TASK TO COMPLETE: Scan the data. Collect each line that contains the word "Would".

____

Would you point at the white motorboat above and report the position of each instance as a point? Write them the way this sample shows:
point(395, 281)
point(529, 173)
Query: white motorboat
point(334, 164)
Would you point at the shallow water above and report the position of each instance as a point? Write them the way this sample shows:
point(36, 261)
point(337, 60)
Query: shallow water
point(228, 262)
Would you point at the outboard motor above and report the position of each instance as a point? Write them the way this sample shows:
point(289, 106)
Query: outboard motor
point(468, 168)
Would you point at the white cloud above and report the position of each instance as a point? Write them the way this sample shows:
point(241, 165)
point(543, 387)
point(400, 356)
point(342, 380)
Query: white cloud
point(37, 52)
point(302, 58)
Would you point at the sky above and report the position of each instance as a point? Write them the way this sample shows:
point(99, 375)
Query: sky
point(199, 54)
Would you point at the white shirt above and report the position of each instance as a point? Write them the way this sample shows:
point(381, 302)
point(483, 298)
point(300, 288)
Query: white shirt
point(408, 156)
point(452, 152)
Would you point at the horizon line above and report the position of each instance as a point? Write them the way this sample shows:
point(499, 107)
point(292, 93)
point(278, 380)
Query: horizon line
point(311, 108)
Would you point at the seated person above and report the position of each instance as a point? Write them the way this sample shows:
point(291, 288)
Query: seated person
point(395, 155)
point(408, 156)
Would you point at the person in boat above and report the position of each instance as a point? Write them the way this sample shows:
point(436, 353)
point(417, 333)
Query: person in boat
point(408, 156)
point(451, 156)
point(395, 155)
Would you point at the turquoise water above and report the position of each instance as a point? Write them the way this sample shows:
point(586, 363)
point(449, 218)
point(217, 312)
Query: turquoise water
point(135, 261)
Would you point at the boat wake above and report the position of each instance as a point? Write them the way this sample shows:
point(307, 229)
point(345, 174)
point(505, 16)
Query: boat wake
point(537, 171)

____

ANSWER TO THE PROBLEM:
Would you point at the white motorboat above and report the position of each instance as a point? Write them the way this sample shows:
Would you point at the shallow water above and report the position of each instance as a point? Write them the way this sample shows:
Would you point at the outboard motor above and report the position of each instance as a point? Write them the way this sample shows:
Would you point at the white cloud above and report the position of each instance as a point? Write them the way this sample shows:
Would you point at the sky above and report the position of each instance as a point? Write them the way this sample shows:
Would you point at the white shirt above and report the position of each instance as a point? Write them the way this sample shows:
Would you point at the horizon line above and report the position of each instance as a point? Write them the way this sample shows:
Would you point at the seated person above and report the position of each instance as a point? Write them the way this sample shows:
Would you point at the person in boat above and report the position of each instance as a point? Write them the way this sample shows:
Would you point at the turquoise water above and report the position of each instance as a point? Write them the way this sample shows:
Would you point at the boat wake above and report the position of each instance as a point? Write them the way this sample shows:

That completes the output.